* [What is required]: Once the images are set aside, write out the rest of the records exactly.

══ Given records ══

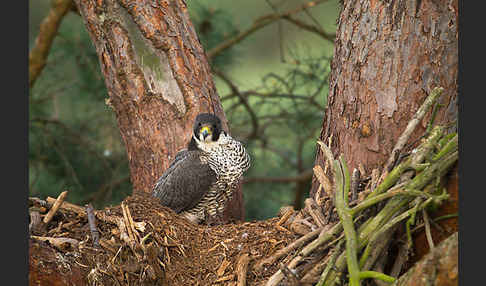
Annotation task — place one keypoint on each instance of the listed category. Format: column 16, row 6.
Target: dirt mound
column 159, row 247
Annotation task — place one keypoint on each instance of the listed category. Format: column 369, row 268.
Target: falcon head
column 207, row 128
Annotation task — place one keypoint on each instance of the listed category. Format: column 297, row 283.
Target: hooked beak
column 205, row 131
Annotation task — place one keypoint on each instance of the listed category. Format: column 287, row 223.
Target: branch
column 304, row 176
column 47, row 31
column 244, row 101
column 311, row 28
column 257, row 25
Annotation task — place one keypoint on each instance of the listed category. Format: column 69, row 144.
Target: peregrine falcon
column 202, row 178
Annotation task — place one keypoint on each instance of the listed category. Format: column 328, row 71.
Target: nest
column 347, row 227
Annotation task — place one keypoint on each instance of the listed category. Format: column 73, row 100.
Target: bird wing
column 185, row 182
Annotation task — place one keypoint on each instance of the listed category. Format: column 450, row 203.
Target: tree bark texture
column 439, row 267
column 158, row 80
column 388, row 56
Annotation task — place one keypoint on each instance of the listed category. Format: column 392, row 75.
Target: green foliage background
column 74, row 142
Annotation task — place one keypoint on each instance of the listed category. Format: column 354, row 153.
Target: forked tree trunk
column 158, row 80
column 388, row 56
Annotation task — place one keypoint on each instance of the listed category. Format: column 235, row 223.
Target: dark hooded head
column 207, row 128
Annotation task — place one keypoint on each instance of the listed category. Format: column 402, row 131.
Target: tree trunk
column 158, row 80
column 388, row 56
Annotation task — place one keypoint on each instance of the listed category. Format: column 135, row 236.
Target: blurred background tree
column 270, row 61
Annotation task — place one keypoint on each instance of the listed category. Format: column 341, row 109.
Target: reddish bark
column 158, row 80
column 388, row 56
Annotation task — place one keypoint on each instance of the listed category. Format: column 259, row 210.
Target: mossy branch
column 346, row 218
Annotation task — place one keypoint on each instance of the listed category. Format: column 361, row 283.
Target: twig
column 428, row 234
column 47, row 31
column 376, row 275
column 129, row 222
column 304, row 176
column 322, row 239
column 412, row 124
column 292, row 279
column 258, row 24
column 314, row 210
column 355, row 177
column 62, row 243
column 330, row 264
column 55, row 207
column 242, row 269
column 286, row 216
column 68, row 206
column 342, row 188
column 95, row 235
column 323, row 179
column 402, row 257
column 294, row 245
column 35, row 220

═══

* [Expected answer]:
Annotation task — place one keypoint on each instance of the listed category. Format: column 16, row 6.
Target: dirt mound
column 159, row 247
Annotation task — place one keypoint on each instance of the listed category. Format: column 369, row 268.
Target: falcon head
column 207, row 128
Annotation task — place one keypoint on each instance of the listed category. Format: column 297, row 283.
Target: hooked beak
column 205, row 131
Annotation task — place one keypoint on each instance of the listed category. Format: column 287, row 223.
Target: branch
column 304, row 176
column 47, row 31
column 244, row 101
column 311, row 28
column 257, row 25
Annotation task — place one keypoint on each instance of the listed category. Format: column 69, row 144.
Target: peregrine falcon
column 202, row 178
Annotation task — place one keypoint on each instance of the listed category. Format: column 328, row 71.
Target: nest
column 347, row 227
Annotation task — place one keypoint on each instance of the listed category. Format: column 73, row 100.
Target: bird wing
column 185, row 182
Annotation task — place one keypoint on each instance of the listed category. Format: column 450, row 203.
Target: tree bark texture
column 439, row 267
column 158, row 80
column 388, row 56
Annotation task — place one keypoint on each instance of the listed category. Format: column 392, row 75.
Target: green foliage background
column 74, row 142
Annotation task — place one keypoint on each instance of the listed category. Format: column 354, row 153.
Target: forked tree trunk
column 158, row 80
column 388, row 56
Annotation task — place one keypoint on each instance of the listed category. Format: column 235, row 223.
Target: dark hooded head
column 207, row 128
Annotation task — place one keypoint on each instance of the listed category. Format: column 402, row 131.
Target: tree trunk
column 158, row 80
column 388, row 56
Annotation task — place one keypoint on each instance of the listed category. Format: column 135, row 236.
Target: blurred background tree
column 270, row 61
Annotation task — place one keypoint on each instance of the listed category. Format: column 341, row 109.
Target: reddish bark
column 158, row 80
column 388, row 56
Annotation task — place one keypoint on each instance of the listed category. Format: column 259, row 210.
Target: mossy branch
column 346, row 218
Annotation task — place one keypoint on each instance of the listed category. Format: column 361, row 283.
Target: twig
column 428, row 234
column 47, row 31
column 376, row 275
column 129, row 222
column 304, row 176
column 322, row 239
column 412, row 124
column 292, row 279
column 258, row 24
column 314, row 210
column 355, row 177
column 62, row 243
column 330, row 264
column 55, row 207
column 242, row 269
column 286, row 216
column 68, row 206
column 342, row 188
column 95, row 235
column 323, row 179
column 402, row 257
column 294, row 245
column 35, row 220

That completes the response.